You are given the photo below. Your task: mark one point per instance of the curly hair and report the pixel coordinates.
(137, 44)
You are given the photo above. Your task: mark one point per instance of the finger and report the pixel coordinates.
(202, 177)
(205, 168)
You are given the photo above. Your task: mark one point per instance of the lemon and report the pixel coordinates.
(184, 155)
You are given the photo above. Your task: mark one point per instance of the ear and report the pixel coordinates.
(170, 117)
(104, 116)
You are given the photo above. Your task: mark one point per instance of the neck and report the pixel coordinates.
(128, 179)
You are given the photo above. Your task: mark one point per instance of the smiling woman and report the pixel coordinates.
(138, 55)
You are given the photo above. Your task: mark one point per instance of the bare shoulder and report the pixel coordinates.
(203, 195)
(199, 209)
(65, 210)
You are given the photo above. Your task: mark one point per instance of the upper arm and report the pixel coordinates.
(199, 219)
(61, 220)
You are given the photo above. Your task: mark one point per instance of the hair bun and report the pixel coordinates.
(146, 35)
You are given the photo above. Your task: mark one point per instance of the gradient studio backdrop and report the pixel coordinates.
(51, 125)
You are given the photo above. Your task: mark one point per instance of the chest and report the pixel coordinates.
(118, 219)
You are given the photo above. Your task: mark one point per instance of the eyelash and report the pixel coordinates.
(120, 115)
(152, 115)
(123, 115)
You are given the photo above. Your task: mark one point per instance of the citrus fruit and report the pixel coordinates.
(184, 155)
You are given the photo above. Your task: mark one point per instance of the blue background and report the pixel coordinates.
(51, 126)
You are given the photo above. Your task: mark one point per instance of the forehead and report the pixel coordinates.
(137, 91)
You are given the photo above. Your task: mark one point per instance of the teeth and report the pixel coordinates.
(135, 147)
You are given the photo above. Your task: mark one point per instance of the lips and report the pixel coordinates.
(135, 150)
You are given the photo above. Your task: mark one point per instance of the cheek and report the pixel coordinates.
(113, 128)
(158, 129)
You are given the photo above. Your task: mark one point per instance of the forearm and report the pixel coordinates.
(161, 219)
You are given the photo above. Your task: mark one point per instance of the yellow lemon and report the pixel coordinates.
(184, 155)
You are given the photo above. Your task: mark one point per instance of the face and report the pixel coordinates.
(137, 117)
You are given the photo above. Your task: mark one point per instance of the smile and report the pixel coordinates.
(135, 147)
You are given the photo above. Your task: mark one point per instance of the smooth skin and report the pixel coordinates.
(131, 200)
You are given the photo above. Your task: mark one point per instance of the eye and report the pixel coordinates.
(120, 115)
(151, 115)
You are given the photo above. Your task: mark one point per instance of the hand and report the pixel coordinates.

• [STATED TASK] Repeat the preceding lines exactly, please, every one of them.

• [THE COMPLETED TASK]
You are given the photo below. Your task: mark one point per instance of the curly hair and report the pixel coordinates.
(137, 44)
You are given the photo above. Your task: mark one point per instance of the finger and report the pixel coordinates.
(202, 177)
(205, 168)
You are given the photo above. Your task: mark one point per instance of the lemon and report the pixel coordinates.
(184, 155)
You are given the photo above. Your task: mark one point per instance of the ear and report the pixel coordinates.
(170, 117)
(104, 116)
You are given the photo above. Your task: mark one point per instance of the neck and report the pixel coordinates.
(128, 179)
You are given the photo above. Your task: mark one point per instance of the smiling woman and report the pixel coordinates.
(138, 55)
You are given the photo above. Your task: mark one point per instance of the bare shoulder and report the pixel coordinates.
(203, 195)
(199, 209)
(65, 210)
You are given the photo above. Your task: mark one point per instance of the upper arm and report the pixel coordinates.
(199, 219)
(61, 220)
You are given the photo above. Your task: mark one point per instance of the hair bun and report the pixel coordinates.
(146, 35)
You are given the photo above. Your task: mark one point per instance of the gradient studio backdrop and report the pixel coordinates.
(51, 125)
You are given the photo above. Your task: mark one point per instance of the chest and report the pixel coordinates.
(118, 219)
You are given the photo above. Your task: mark one point per instance of the eyelash and report the pixel coordinates.
(120, 115)
(152, 115)
(123, 115)
You are given the photo above. Your task: mark one point per instance of the citrus fruit and report the pixel coordinates.
(184, 155)
You are given the photo above. Your task: mark one point per instance of the blue background and report the pixel coordinates.
(51, 126)
You are given the photo above. Your task: mark one point per instance of the forehead and report the pixel coordinates.
(137, 91)
You are given the photo above. Your task: mark one point per instance of the teeth and report the pixel coordinates.
(135, 147)
You are given the photo above. Your task: mark one point per instance of the lips and report the pixel coordinates.
(135, 150)
You are given the photo above. Your task: mark one point per instance of the cheek and report the pixel coordinates.
(113, 128)
(158, 129)
You are given the photo above. Your task: mark one point per instance of the forearm and report the pixel coordinates.
(161, 219)
You are given the photo above. Your task: mark one point per instance of the yellow lemon and report the pixel coordinates.
(184, 155)
You are given the photo above. Your task: mark one point per instance of the face and report the pixel coordinates.
(137, 117)
You are given the photo above. Your task: mark one point per instance of the smile and report the pixel coordinates.
(135, 147)
You are given the photo above. Your task: mark one point per instance of the smooth skin and report the pixel coordinates.
(131, 200)
You are given the photo above. Your task: mark one point per instance of the eye and report the pixel coordinates.
(120, 115)
(151, 115)
You are given the photo above. Your task: mark one point per instance of the hand and report the pixel coordinates.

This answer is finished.